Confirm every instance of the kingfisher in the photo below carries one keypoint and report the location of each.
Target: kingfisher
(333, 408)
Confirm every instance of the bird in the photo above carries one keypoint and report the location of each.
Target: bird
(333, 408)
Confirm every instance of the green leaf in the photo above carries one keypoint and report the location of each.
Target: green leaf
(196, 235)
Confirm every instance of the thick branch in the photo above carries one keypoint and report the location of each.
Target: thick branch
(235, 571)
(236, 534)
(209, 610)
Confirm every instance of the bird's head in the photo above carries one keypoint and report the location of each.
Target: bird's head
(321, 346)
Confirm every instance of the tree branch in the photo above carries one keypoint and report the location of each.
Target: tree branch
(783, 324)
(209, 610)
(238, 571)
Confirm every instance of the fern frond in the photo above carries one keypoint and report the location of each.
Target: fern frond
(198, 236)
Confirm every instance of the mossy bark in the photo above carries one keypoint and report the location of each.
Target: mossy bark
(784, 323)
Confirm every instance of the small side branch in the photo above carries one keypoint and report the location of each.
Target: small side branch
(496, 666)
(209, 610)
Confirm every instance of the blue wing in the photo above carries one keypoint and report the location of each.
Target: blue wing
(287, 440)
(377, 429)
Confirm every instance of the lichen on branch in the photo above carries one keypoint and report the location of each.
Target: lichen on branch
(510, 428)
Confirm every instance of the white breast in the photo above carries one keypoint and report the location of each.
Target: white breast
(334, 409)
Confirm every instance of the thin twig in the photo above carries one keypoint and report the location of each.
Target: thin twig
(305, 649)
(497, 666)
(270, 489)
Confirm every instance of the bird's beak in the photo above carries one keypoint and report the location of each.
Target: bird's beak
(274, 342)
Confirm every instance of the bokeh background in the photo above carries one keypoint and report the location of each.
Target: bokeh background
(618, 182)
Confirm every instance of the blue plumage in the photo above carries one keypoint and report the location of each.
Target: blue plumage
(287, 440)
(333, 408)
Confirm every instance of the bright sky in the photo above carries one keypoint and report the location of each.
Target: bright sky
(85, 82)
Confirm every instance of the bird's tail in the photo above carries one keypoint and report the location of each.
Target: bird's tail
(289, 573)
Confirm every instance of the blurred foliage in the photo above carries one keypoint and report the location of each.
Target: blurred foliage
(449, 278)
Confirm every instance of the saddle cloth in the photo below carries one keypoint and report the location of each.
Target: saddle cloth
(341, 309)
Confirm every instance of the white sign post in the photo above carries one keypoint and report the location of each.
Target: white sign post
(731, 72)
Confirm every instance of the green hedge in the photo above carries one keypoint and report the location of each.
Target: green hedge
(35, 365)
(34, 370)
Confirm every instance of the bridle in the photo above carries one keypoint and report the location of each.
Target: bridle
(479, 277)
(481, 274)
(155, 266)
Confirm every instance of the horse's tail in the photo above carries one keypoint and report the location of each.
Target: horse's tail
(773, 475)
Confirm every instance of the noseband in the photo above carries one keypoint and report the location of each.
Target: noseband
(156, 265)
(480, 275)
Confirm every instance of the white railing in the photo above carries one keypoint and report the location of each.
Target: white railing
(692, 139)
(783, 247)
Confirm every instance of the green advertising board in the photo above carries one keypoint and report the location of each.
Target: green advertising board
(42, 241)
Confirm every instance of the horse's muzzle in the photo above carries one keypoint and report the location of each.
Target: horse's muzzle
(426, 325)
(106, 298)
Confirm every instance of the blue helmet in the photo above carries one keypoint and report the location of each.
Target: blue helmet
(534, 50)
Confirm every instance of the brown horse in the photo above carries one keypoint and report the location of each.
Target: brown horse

────────────────

STATED PROBLEM → Can you give all the records above again, switching every "keypoint" to "marker" and leaving everything else unchanged?

REPLY TO THE EXERCISE →
Confirm every instance of the kingfisher in the photo below carries one marker and report the location of each.
Target: kingfisher
(333, 408)
Confirm every instance of the bird in the photo above carries one marker and report the location of each.
Target: bird
(333, 408)
Confirm every instance of the green leaf in the photo above carries one marker and report the location of each.
Target: green leaf
(196, 235)
Confirm every instance of the thick branch in the photo above carries one marker and report the location of each.
Target: thick branch
(235, 571)
(236, 534)
(209, 610)
Confirm every instance of the bird's head in the photo above carries one marker and report the location of each.
Target: bird's head
(321, 346)
Confirm every instance of the tree branch in the photo above carries one marker and report the location of each.
Target: tree branch
(783, 324)
(209, 610)
(238, 571)
Confirm every instance of the fern frond in the photo above carries one marker and report the location of each.
Target: fern frond
(198, 236)
Confirm every instance of the mossy bark in the photo above carries one marker and report the location of each.
Target: mossy bark
(784, 323)
Confirm every instance of the small side branch in the photo above carries one marker and report the location of each.
Target: small side branch
(496, 666)
(209, 610)
Confirm every instance of the blue wing in the photo above carries one marker and report the location of each.
Target: blue wing
(287, 440)
(377, 429)
Confirm every instance of the lichen on branch in the photo above carries one marker and report the location of each.
Target: lichen on branch
(510, 428)
Confirm every instance of the white breast in the photo above carries one marker and report the location of each.
Target: white breast
(334, 409)
Confirm every instance of the thin twig in the photo above carries one marker and report the location of each.
Target: thin twig
(305, 649)
(497, 666)
(270, 489)
Confirm every instance of the bird's beak in the photo above carries one marker and report the location of each.
Target: bird's beak
(274, 342)
Confirm every instance of the bokeh background in the photo above carries one marker and report the location of each.
Target: bokeh background
(618, 182)
Confirm every instance of the blue plumage in the photo above carries one marker and report the location of each.
Target: blue plumage
(287, 440)
(333, 408)
Confirm every instance of the bright sky in the photo above carries one marker and report the location of each.
Target: bright sky
(85, 82)
Confirm every instance of the bird's tail in the photo above carries one marker and report the location of each.
Target: bird's tail
(289, 573)
Confirm every instance of the blurred foliage in the photo above carries one marker and report the location of each.
Target: blurred foliage
(449, 278)
Confirm every instance of the saddle cloth in the photo below carries one marker and report the location of each.
Target: saddle cloth
(341, 309)
Confirm every instance of the white sign post in the photo above carries one marker and report the location of each.
Target: white sign post
(731, 72)
Confirm every instance of the green hedge in the photo above carries one marker and report the location of each.
Target: green hedge
(35, 365)
(34, 370)
Confirm every instance of the bridle in the photo above carries one marker and report the location of each.
Target: bridle
(479, 277)
(481, 274)
(155, 266)
Confirm every instance of the horse's tail in the photo above carries one marker and report the location of each.
Target: horse's tail
(773, 475)
Confirm every instance of the noseband in the photo above carries one marker and report the location of each.
Target: noseband
(156, 265)
(480, 275)
Confirm every instance of the white railing in the photo above carries one marker and report the location of each.
Target: white railing
(692, 139)
(783, 247)
Confirm every instance of the green advertising board in the photo above carries one marker and report the location of each.
Target: green advertising board
(42, 241)
Confirm every instance of the horse's muzzle in the photo above carries one marker and report the location of each.
Target: horse's muzzle
(426, 325)
(106, 298)
Confirm every instance of the blue helmet in the photo above carries one marker and report the location of each.
Target: blue helmet
(534, 50)
Confirm every instance of the brown horse in the photo above carries one marker and report the location of each.
Target: brown horse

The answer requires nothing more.